PROBLEM:
Would you give the entries below again, precisely as they are written?
─── DATA SUPPLIED
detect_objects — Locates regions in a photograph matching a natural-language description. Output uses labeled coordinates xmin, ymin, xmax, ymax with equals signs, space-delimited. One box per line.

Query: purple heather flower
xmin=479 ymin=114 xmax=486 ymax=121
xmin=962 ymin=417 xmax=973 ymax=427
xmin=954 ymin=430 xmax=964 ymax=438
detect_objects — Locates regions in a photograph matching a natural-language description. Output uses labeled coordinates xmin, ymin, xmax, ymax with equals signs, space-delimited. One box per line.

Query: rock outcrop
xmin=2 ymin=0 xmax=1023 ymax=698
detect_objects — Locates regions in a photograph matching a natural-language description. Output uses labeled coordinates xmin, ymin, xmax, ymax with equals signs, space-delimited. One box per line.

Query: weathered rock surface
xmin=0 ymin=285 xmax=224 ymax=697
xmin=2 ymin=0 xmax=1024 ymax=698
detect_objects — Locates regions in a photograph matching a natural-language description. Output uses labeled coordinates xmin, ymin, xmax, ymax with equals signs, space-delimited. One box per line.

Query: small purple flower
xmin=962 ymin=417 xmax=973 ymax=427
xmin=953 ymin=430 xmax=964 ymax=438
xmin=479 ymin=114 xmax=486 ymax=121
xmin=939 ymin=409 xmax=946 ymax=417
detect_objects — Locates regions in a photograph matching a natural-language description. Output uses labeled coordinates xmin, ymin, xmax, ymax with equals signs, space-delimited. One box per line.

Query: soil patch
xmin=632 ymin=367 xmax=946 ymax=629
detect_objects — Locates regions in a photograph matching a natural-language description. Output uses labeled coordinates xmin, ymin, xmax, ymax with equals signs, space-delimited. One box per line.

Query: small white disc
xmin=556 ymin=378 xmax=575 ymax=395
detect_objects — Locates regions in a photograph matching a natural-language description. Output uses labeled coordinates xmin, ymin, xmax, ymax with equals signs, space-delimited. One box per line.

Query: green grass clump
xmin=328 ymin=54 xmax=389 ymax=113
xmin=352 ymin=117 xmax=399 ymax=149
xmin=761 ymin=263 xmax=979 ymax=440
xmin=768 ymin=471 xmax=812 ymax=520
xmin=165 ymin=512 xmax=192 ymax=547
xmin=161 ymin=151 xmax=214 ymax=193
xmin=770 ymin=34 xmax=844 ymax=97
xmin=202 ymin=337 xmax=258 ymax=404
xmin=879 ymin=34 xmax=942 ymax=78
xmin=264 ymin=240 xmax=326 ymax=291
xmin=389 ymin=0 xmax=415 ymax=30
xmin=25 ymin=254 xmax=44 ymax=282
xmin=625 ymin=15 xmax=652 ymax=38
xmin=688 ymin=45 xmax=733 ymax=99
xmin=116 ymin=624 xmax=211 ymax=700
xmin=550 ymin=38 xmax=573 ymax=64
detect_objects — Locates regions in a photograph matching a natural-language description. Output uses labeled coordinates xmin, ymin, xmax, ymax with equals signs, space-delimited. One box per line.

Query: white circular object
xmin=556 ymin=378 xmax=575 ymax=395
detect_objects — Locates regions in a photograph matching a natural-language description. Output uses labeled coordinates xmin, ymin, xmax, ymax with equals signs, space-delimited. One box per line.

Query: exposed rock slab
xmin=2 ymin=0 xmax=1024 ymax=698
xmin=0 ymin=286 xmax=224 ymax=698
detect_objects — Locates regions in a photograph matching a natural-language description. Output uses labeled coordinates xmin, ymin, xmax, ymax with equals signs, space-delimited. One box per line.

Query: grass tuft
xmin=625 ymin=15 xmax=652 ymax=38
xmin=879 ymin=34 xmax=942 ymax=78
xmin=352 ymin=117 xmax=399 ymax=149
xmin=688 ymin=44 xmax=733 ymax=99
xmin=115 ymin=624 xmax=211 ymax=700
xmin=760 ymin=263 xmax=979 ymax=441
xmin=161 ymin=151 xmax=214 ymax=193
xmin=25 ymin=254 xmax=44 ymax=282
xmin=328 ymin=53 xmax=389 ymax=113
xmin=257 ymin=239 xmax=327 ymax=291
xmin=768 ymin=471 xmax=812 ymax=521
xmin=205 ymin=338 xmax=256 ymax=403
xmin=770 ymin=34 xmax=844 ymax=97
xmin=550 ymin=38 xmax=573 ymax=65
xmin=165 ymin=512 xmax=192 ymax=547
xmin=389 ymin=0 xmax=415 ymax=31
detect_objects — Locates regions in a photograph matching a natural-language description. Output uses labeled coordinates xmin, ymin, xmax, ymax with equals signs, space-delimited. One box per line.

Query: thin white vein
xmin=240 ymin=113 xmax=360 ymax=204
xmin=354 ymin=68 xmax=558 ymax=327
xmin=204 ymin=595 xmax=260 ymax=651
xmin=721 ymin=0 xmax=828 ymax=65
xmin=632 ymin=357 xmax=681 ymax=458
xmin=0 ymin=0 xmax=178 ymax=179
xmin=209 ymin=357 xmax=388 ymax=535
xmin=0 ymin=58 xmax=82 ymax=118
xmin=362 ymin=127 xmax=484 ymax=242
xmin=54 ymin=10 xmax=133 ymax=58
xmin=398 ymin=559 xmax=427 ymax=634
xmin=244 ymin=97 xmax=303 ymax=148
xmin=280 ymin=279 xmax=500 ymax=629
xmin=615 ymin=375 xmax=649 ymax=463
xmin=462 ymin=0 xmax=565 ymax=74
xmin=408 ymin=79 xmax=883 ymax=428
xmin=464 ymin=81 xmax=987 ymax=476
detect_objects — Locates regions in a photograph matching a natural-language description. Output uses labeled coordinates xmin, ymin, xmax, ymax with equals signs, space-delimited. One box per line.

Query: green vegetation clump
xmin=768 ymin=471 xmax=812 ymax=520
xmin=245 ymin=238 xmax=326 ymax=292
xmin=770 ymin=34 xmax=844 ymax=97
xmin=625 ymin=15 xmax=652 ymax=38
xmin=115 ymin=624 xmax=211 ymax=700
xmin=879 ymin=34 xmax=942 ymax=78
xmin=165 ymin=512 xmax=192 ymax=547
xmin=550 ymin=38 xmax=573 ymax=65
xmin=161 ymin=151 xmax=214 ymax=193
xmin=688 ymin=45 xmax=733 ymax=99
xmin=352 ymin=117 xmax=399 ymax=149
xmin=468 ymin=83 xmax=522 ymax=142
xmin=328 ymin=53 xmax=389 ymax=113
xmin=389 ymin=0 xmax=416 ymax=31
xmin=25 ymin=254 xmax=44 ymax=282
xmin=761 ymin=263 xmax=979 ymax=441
──────
TASK RESULT:
detect_objects — Locates regions in a photograph matching a natural-language description. Output uses labeled coordinates xmin, ymin, xmax, ymax with equals signs, space-delimited. One box per line.

Query: purple heather flower
xmin=479 ymin=114 xmax=486 ymax=121
xmin=962 ymin=417 xmax=973 ymax=427
xmin=954 ymin=430 xmax=964 ymax=438
detect_objects — Locates regions in a photograph matching a natural-language description. Output uses labeled coordinates xmin, ymin, xmax, ymax with equals signs, space-delimited. One box per line.

Query: rock outcrop
xmin=2 ymin=0 xmax=1023 ymax=698
detect_objects — Locates regions in a photograph matching a natural-language description. Output uses labeled coordinates xmin, ymin, xmax, ymax with equals signs, space-delimited. One box per line.

Query: weathered rock surface
xmin=0 ymin=285 xmax=224 ymax=697
xmin=2 ymin=0 xmax=1024 ymax=698
detect_objects — Locates regions in a photograph matching a natural-language description. Output uses labeled coordinates xmin, ymin, xmax, ymax with equals signs, space-delimited. One box per line.

Query: small purple flower
xmin=962 ymin=417 xmax=973 ymax=427
xmin=953 ymin=430 xmax=964 ymax=438
xmin=479 ymin=114 xmax=486 ymax=121
xmin=939 ymin=409 xmax=946 ymax=417
detect_objects — Locates regions in a photograph matching a natural-language description. Output uses labeled coordinates xmin, ymin, xmax, ymax with equals signs, space-delimited. One box per line.

Query: soil patch
xmin=632 ymin=367 xmax=946 ymax=629
detect_objects — Locates regions in a photograph matching a natural-language description. Output uses labeled coordinates xmin, ymin, xmax, ymax with equals signs, space-delimited. One box per line.

Query: small white disc
xmin=556 ymin=378 xmax=575 ymax=395
detect_objects — Locates regions in a photograph matching a natural-language description. Output uses labeled coordinates xmin, ymin, xmax, ymax with equals signs, space-delimited. One box per line.

Query: green grass clump
xmin=328 ymin=54 xmax=389 ymax=113
xmin=352 ymin=117 xmax=399 ymax=149
xmin=761 ymin=263 xmax=979 ymax=440
xmin=768 ymin=471 xmax=812 ymax=520
xmin=165 ymin=512 xmax=192 ymax=547
xmin=161 ymin=151 xmax=214 ymax=193
xmin=770 ymin=34 xmax=844 ymax=97
xmin=202 ymin=337 xmax=258 ymax=404
xmin=879 ymin=34 xmax=942 ymax=78
xmin=264 ymin=240 xmax=326 ymax=291
xmin=389 ymin=0 xmax=415 ymax=30
xmin=25 ymin=254 xmax=44 ymax=282
xmin=625 ymin=15 xmax=652 ymax=38
xmin=688 ymin=45 xmax=733 ymax=99
xmin=116 ymin=624 xmax=211 ymax=700
xmin=550 ymin=38 xmax=573 ymax=64
detect_objects — Locates regions in a photograph matching a natural-language description. Output uses labeled coordinates xmin, ymin, xmax, ymax with equals signs, space-delimited. One box per line.

Query: white circular object
xmin=556 ymin=378 xmax=575 ymax=395
detect_objects — Locates regions in a photograph matching a natural-language description. Output uses labeled coordinates xmin, ymin, xmax, ymax with equals signs, space-delimited. One box per line.

Query: exposed rock slab
xmin=2 ymin=0 xmax=1024 ymax=698
xmin=0 ymin=286 xmax=224 ymax=698
detect_objects — Locates regions in a photograph matching a natural-language description. Output uses labeled coordinates xmin, ymin, xmax, ymax with equals signs, space-delimited. One box per line.

Query: grass tuft
xmin=625 ymin=15 xmax=652 ymax=38
xmin=879 ymin=34 xmax=942 ymax=78
xmin=352 ymin=117 xmax=399 ymax=149
xmin=688 ymin=44 xmax=733 ymax=99
xmin=115 ymin=624 xmax=211 ymax=700
xmin=760 ymin=263 xmax=979 ymax=441
xmin=161 ymin=151 xmax=214 ymax=193
xmin=25 ymin=254 xmax=44 ymax=282
xmin=328 ymin=53 xmax=389 ymax=113
xmin=257 ymin=239 xmax=327 ymax=291
xmin=768 ymin=471 xmax=812 ymax=521
xmin=205 ymin=338 xmax=256 ymax=403
xmin=770 ymin=34 xmax=844 ymax=97
xmin=550 ymin=38 xmax=573 ymax=65
xmin=165 ymin=512 xmax=192 ymax=547
xmin=389 ymin=0 xmax=415 ymax=31
detect_objects — Locates regions in a photograph matching a natural-language description. Output uses labeled coordinates xmin, ymin, xmax, ymax with equals signs, space-delimited. One box per line.

Query: thin white vein
xmin=240 ymin=113 xmax=360 ymax=204
xmin=354 ymin=68 xmax=558 ymax=327
xmin=204 ymin=595 xmax=260 ymax=651
xmin=721 ymin=0 xmax=828 ymax=65
xmin=632 ymin=357 xmax=681 ymax=458
xmin=0 ymin=0 xmax=178 ymax=179
xmin=209 ymin=357 xmax=388 ymax=535
xmin=0 ymin=58 xmax=82 ymax=118
xmin=362 ymin=127 xmax=484 ymax=242
xmin=54 ymin=10 xmax=133 ymax=58
xmin=398 ymin=559 xmax=427 ymax=634
xmin=244 ymin=97 xmax=303 ymax=148
xmin=280 ymin=279 xmax=500 ymax=629
xmin=615 ymin=375 xmax=649 ymax=463
xmin=462 ymin=0 xmax=565 ymax=74
xmin=408 ymin=79 xmax=883 ymax=428
xmin=464 ymin=81 xmax=987 ymax=476
detect_objects — Locates regions in a photograph matching a natural-language description. Output uses labeled coordinates xmin, ymin, xmax, ymax with equals signs, space-delimited. One box per line.

Query: green vegetation clump
xmin=768 ymin=471 xmax=812 ymax=520
xmin=245 ymin=238 xmax=326 ymax=292
xmin=770 ymin=34 xmax=844 ymax=97
xmin=625 ymin=15 xmax=652 ymax=38
xmin=115 ymin=624 xmax=211 ymax=700
xmin=879 ymin=34 xmax=942 ymax=78
xmin=165 ymin=512 xmax=192 ymax=547
xmin=550 ymin=38 xmax=573 ymax=65
xmin=161 ymin=151 xmax=214 ymax=193
xmin=688 ymin=45 xmax=733 ymax=99
xmin=352 ymin=117 xmax=399 ymax=149
xmin=468 ymin=83 xmax=522 ymax=142
xmin=328 ymin=53 xmax=389 ymax=113
xmin=389 ymin=0 xmax=416 ymax=31
xmin=25 ymin=254 xmax=44 ymax=282
xmin=761 ymin=263 xmax=979 ymax=441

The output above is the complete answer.